From the records below, output exactly the lines running from the line containing "Target: woman in floral dress" through the line containing "Where can the bracelet", and no others.

***** Source material

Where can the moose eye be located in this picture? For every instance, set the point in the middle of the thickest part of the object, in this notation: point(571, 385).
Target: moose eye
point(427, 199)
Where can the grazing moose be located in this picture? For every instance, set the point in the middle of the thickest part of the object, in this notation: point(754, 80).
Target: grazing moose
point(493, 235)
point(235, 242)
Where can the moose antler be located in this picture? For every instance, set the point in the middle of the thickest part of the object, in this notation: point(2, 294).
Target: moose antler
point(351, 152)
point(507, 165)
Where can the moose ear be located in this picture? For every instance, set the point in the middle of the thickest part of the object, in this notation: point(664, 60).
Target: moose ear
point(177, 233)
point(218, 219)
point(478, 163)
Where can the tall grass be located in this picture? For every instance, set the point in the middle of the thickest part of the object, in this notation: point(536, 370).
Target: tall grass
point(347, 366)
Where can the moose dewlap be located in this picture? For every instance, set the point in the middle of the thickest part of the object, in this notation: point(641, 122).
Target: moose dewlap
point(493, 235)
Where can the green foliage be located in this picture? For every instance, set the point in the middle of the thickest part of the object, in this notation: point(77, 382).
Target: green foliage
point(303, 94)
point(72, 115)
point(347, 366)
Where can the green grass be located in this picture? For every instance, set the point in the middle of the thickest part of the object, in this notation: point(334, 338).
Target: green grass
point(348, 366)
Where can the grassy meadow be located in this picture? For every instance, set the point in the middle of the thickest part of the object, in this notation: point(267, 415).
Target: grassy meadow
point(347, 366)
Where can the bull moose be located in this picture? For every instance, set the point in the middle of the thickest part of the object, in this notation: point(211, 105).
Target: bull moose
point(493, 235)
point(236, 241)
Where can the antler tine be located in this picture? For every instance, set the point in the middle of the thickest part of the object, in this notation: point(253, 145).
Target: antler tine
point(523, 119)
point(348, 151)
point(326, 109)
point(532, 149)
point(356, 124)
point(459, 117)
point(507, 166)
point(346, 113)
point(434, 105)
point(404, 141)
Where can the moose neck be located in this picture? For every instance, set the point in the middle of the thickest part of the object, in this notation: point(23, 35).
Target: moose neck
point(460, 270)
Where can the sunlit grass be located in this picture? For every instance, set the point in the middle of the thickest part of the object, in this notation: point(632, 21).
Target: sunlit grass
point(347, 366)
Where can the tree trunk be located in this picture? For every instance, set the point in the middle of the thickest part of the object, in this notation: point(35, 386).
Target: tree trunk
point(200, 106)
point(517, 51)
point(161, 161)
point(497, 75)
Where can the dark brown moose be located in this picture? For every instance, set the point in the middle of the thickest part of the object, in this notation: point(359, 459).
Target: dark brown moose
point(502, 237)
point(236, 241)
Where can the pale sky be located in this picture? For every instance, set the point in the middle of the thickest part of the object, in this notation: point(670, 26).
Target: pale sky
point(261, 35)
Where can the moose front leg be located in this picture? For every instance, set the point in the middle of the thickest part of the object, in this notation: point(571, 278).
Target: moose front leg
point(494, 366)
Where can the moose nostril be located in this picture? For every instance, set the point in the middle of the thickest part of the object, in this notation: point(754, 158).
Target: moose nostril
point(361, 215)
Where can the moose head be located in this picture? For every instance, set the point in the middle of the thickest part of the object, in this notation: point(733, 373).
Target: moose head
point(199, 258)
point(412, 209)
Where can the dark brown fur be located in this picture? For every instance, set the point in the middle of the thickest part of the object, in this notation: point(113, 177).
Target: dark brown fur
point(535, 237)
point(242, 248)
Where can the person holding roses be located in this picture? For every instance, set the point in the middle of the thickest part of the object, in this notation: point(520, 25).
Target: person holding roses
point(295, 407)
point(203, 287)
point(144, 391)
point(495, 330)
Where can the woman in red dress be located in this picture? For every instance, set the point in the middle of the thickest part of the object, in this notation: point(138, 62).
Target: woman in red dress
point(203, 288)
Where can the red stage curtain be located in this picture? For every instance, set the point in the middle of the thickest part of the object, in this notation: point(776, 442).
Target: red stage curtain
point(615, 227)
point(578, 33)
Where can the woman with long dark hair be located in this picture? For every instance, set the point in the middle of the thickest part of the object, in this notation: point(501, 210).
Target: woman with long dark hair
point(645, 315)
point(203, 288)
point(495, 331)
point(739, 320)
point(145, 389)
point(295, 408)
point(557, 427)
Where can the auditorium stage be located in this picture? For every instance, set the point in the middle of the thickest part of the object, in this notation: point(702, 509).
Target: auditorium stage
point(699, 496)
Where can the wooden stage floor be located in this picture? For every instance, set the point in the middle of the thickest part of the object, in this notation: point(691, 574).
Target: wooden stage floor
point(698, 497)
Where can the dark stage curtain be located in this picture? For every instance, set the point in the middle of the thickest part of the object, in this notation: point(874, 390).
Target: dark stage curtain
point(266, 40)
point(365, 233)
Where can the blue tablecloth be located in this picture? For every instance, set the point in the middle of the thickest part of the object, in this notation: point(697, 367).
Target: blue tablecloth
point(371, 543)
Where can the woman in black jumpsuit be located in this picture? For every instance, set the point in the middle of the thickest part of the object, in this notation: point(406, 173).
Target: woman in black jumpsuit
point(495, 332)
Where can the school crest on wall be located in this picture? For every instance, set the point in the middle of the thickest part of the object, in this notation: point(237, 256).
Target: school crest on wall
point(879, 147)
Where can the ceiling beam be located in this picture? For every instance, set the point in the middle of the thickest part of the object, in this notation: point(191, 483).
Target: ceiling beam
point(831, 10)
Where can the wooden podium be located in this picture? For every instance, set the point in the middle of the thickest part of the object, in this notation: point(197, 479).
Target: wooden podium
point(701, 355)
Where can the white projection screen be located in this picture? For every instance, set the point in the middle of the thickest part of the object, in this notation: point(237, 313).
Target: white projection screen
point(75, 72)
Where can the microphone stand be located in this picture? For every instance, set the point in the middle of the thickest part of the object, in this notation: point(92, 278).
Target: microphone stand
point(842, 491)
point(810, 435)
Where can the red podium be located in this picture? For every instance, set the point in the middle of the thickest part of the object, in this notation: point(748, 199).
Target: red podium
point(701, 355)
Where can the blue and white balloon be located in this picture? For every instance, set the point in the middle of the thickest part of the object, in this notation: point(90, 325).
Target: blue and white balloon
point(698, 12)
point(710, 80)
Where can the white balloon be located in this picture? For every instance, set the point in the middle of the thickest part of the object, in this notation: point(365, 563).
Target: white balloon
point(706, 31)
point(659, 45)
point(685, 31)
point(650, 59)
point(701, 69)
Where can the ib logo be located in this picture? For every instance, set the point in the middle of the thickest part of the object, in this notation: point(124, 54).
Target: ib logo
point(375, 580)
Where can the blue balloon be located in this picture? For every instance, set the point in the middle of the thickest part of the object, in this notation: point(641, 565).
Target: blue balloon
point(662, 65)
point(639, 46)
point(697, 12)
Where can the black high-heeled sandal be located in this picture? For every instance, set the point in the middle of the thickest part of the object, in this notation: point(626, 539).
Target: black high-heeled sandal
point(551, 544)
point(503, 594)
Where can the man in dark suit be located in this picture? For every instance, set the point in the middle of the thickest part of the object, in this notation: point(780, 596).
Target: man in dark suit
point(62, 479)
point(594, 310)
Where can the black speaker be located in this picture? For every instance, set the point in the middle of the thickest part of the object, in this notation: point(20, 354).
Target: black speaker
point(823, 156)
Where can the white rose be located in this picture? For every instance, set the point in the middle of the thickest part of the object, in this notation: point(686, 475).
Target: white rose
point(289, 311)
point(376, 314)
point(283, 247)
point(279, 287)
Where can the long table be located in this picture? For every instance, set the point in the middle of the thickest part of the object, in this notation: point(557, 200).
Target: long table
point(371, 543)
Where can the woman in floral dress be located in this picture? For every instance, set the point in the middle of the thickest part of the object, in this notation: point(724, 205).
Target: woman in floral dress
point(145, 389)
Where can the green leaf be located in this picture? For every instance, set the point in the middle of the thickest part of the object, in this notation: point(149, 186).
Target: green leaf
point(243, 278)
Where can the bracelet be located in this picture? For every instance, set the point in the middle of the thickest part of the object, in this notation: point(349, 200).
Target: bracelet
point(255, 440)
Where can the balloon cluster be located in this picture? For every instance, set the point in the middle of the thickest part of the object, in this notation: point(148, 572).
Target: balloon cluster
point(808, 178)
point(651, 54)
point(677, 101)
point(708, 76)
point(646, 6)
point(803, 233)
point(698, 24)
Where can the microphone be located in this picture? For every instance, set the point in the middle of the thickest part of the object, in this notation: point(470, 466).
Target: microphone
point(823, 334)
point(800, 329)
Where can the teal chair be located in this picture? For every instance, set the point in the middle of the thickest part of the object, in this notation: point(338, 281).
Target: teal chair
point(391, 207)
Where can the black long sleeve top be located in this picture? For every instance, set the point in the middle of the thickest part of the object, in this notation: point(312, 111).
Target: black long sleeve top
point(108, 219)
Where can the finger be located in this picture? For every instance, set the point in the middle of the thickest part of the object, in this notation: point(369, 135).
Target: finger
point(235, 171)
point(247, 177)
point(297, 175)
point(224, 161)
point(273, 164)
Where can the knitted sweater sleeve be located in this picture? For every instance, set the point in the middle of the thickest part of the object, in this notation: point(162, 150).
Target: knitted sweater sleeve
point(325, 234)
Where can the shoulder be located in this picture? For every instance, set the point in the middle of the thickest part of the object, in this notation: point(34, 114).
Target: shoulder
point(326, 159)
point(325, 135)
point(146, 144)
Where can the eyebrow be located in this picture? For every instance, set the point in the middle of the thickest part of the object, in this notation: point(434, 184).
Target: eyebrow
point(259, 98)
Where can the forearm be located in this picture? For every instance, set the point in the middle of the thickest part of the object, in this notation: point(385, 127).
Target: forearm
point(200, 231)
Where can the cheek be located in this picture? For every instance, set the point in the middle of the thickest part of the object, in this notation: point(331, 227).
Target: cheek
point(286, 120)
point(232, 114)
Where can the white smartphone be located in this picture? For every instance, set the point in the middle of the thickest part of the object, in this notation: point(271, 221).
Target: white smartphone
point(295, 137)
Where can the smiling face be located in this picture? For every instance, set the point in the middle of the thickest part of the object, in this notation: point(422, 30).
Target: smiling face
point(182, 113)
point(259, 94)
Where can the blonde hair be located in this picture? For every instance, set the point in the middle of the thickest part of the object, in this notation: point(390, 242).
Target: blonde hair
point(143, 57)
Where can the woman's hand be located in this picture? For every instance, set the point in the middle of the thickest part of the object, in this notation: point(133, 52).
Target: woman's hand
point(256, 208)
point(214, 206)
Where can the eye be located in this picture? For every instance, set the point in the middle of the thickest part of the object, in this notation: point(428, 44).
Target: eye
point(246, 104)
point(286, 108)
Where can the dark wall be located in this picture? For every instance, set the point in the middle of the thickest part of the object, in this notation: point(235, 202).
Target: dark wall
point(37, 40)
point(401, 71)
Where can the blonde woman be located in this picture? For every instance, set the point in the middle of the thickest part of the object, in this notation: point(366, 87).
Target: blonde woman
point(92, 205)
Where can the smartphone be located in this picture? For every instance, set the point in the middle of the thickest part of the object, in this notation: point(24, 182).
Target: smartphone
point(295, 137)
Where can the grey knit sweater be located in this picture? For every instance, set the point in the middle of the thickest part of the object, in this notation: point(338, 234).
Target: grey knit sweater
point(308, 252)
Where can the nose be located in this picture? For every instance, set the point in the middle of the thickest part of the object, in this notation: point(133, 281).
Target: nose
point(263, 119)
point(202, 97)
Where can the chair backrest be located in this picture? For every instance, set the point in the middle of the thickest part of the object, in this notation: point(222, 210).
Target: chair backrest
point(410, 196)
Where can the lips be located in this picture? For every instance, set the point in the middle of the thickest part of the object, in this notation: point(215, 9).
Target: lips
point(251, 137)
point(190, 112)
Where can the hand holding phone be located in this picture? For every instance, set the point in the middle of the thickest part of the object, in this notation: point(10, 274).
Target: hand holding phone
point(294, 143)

**********

◆ **Task solution**
Target: woman in floral dress
point(145, 389)
Where can the green leaf be located in this picture? For every instance, set the point in the middle of the thickest part of the object, in this notation: point(149, 186).
Target: green leaf
point(243, 278)
Where can the bracelet be located in this picture? For every instance, set the point in the middle of the thickest part of the object, in this notation: point(349, 200).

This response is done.